Given request: Convert the lines into a JSON list of strings, one string per line, with blank lines omitted. Begin at the line that contains "TARGET = woman's hand" and stop after the last line, including both.

— Start —

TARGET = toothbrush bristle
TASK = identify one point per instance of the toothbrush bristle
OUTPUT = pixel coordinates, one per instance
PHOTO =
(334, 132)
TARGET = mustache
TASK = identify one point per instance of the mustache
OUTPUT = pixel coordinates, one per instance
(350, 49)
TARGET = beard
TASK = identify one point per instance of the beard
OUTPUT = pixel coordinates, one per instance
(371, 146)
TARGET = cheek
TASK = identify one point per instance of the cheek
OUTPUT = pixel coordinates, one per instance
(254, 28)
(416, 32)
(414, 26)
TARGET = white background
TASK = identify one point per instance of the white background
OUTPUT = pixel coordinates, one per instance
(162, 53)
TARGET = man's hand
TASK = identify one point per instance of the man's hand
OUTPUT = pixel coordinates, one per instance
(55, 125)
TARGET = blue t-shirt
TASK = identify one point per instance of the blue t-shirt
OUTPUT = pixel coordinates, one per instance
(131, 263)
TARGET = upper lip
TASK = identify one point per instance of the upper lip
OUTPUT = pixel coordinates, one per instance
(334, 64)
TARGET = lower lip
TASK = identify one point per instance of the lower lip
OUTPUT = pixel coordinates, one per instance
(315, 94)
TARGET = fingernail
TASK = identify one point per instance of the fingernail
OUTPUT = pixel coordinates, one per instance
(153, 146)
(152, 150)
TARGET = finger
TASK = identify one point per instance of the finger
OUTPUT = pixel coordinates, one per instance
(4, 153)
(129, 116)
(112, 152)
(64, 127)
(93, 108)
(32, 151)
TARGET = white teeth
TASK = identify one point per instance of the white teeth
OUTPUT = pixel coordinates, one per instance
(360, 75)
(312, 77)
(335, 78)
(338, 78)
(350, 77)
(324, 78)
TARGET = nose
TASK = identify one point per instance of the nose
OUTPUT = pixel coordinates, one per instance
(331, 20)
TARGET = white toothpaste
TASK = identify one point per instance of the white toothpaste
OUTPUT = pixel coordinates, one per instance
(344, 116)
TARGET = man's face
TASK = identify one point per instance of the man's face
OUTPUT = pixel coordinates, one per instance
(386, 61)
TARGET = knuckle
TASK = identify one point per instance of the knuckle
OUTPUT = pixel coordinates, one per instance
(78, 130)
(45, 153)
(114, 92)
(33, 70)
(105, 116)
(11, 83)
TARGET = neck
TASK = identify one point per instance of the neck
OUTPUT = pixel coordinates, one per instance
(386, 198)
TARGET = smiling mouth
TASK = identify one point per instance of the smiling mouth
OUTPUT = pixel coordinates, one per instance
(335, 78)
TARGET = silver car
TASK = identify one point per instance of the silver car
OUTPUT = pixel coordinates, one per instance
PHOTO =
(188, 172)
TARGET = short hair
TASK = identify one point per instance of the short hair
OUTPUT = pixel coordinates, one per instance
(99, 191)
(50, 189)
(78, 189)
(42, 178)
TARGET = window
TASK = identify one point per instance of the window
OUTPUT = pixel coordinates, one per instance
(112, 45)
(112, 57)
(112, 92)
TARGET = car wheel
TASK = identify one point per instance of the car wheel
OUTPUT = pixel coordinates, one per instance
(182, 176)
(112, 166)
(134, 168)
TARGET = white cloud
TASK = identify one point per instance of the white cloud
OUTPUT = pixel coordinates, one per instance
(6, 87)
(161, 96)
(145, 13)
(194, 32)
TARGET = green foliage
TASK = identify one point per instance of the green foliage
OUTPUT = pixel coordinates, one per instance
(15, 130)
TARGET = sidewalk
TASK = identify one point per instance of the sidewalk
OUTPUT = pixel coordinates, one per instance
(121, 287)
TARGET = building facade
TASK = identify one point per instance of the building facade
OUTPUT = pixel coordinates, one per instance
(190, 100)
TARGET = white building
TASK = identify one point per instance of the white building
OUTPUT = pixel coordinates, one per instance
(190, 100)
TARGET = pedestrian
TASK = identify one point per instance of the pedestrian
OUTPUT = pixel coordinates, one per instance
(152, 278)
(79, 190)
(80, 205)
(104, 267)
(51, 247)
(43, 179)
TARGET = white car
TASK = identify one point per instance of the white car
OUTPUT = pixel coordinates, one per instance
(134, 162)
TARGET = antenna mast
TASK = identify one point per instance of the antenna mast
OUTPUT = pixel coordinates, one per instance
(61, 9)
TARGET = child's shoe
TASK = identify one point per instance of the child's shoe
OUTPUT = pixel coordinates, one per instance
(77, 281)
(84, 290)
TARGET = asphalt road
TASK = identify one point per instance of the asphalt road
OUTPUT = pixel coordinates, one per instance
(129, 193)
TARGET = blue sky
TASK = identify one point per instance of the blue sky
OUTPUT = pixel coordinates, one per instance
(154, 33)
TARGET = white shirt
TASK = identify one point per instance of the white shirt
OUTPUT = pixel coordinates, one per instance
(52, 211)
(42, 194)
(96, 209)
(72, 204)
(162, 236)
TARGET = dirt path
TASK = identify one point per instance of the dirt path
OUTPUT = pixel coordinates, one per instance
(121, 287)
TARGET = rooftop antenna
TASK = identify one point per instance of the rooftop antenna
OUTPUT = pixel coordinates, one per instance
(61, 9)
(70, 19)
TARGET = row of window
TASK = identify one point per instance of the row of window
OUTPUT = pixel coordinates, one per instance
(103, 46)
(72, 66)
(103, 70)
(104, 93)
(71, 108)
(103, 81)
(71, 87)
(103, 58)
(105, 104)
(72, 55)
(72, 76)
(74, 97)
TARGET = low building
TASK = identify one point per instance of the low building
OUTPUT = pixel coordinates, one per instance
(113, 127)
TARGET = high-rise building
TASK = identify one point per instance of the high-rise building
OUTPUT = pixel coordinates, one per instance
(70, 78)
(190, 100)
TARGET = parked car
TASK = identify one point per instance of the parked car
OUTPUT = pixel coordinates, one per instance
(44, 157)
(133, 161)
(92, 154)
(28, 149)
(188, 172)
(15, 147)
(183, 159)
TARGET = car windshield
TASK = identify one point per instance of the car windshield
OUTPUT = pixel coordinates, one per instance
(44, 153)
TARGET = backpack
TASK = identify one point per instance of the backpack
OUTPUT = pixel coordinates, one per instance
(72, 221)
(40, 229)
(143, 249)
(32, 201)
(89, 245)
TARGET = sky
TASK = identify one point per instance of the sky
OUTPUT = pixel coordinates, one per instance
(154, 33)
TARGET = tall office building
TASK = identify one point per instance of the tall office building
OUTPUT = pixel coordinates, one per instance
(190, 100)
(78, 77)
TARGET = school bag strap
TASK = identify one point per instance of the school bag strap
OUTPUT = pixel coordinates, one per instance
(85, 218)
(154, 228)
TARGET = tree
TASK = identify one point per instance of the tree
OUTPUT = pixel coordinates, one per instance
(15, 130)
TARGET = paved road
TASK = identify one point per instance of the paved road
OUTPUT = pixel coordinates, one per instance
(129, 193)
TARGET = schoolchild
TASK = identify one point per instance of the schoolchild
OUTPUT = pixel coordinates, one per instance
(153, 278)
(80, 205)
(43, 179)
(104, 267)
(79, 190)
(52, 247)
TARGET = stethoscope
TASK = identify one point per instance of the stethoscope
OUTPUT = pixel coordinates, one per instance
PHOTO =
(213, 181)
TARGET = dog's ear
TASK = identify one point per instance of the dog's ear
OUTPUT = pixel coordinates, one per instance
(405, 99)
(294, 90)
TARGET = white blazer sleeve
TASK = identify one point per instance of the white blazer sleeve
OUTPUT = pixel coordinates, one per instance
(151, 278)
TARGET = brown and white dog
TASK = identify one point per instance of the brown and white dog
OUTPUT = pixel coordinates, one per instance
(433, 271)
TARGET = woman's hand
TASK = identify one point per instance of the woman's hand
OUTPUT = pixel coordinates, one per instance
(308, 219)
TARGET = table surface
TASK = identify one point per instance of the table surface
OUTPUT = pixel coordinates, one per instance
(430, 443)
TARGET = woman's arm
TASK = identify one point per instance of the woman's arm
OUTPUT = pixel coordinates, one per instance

— End —

Written answer:
[
  "TARGET = woman's hand",
  "TASK = identify one point per instance of the woman's hand",
  "OUTPUT = pixel coordinates, one per instance",
  "(308, 219)",
  "TARGET = table surface",
  "TASK = identify one point per instance of the table surface",
  "OUTPUT = pixel coordinates, one per instance",
  "(430, 443)",
  "TARGET = woman's arm",
  "TASK = identify one point per instance of the woman's arm",
  "OUTPUT = pixel coordinates, one per instance"
]